- **EXERCISE GOAL**: If a line in the entries includes "Target", show that line.

*** TASK MATERIAL ***

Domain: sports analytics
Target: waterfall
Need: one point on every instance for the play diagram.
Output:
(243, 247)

*** End of TASK MATERIAL ***
*** TASK MATERIAL ***

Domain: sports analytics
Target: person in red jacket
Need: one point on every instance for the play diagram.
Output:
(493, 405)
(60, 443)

*** End of TASK MATERIAL ***

- **SOLUTION TO THIS PROBLEM**:
Target: waterfall
Target: person in red jacket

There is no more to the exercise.